Reading passage START
A statement issued by IIT Delhi on Thursday evening says that the detection assay developed by researchers at its Kusuma School of Biological Sciences (KSBS) "has been validated at ICMR with a sensitivity and specificity of 100 percent".

"This makes IITD the first academic institute to have obtained ICMR approval for a real-time PCR-based [polymerase chain reaction-based] diagnostic assay," adds the statement.

"This is the first probe-free assay for COVID-19 approved by ICMR," it says. " It will be useful for specific and affordable high throughput testing. This assay can be easily scaled up as it does not require fluorescent probes. The team is targeting large scale deployment of the kit at affordable prices with suitable industrial partners as soon as possible."

The IIT Delhi team included three PhD scholars - Prashant Pradhan, Ashutosh Pandey and Praveen Tripathi -- and faculty-members Akhilesh Mishra, Parul Gupta, Sonam Dhamija, Vivekanandan Perumal, Manoj B. Menon, Bishwajit Kundu and James Gomes.
Reading passage END
Dataset entries START
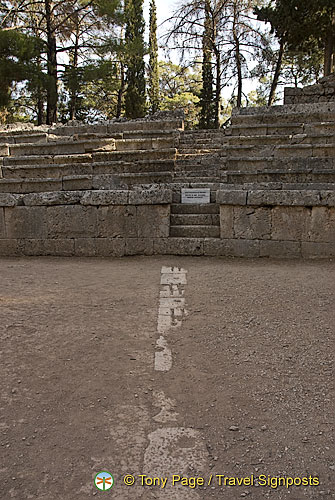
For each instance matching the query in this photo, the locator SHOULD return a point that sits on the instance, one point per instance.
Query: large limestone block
(179, 246)
(56, 247)
(322, 225)
(226, 221)
(313, 250)
(139, 246)
(231, 248)
(114, 197)
(110, 247)
(280, 249)
(52, 198)
(117, 222)
(2, 223)
(150, 196)
(10, 247)
(290, 223)
(252, 223)
(72, 221)
(26, 222)
(153, 221)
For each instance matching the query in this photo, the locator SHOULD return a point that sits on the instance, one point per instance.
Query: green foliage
(135, 103)
(153, 61)
(180, 87)
(303, 24)
(207, 103)
(19, 55)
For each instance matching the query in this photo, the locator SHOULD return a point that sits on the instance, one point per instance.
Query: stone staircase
(289, 147)
(195, 221)
(62, 158)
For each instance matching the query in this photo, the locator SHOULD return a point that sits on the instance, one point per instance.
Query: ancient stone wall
(115, 189)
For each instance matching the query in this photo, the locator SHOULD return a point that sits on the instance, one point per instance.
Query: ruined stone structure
(114, 189)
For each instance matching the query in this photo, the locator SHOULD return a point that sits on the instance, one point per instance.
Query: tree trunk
(120, 92)
(52, 91)
(277, 73)
(238, 61)
(329, 52)
(74, 90)
(217, 88)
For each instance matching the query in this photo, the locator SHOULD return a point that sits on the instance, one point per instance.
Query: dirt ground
(249, 394)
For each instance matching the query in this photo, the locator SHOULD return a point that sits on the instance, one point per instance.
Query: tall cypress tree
(153, 62)
(135, 79)
(207, 113)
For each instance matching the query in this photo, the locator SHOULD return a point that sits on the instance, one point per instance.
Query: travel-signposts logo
(104, 481)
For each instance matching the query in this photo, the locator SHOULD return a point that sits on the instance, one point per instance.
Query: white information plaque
(195, 196)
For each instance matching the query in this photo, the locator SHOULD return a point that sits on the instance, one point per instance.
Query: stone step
(199, 150)
(144, 144)
(284, 176)
(60, 170)
(195, 220)
(47, 159)
(176, 188)
(282, 150)
(195, 231)
(281, 128)
(61, 147)
(145, 178)
(122, 126)
(188, 208)
(30, 186)
(247, 163)
(300, 113)
(167, 153)
(313, 138)
(22, 138)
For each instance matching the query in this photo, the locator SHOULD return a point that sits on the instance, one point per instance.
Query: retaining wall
Dataset entries END
• [Task list]
a) In the COVID-19 assay passage, what sensitivity and specificity was the assay validated with at ICMR?
b) List every faculty member that the COVID-19 assay passage names as part of the IIT Delhi team.

• [Expected outputs]
a) 100 percent

b) Akhilesh Mishra, Parul Gupta, Sonam Dhamija, Vivekanandan Perumal, Manoj B. Menon, Bishwajit Kundu, James Gomes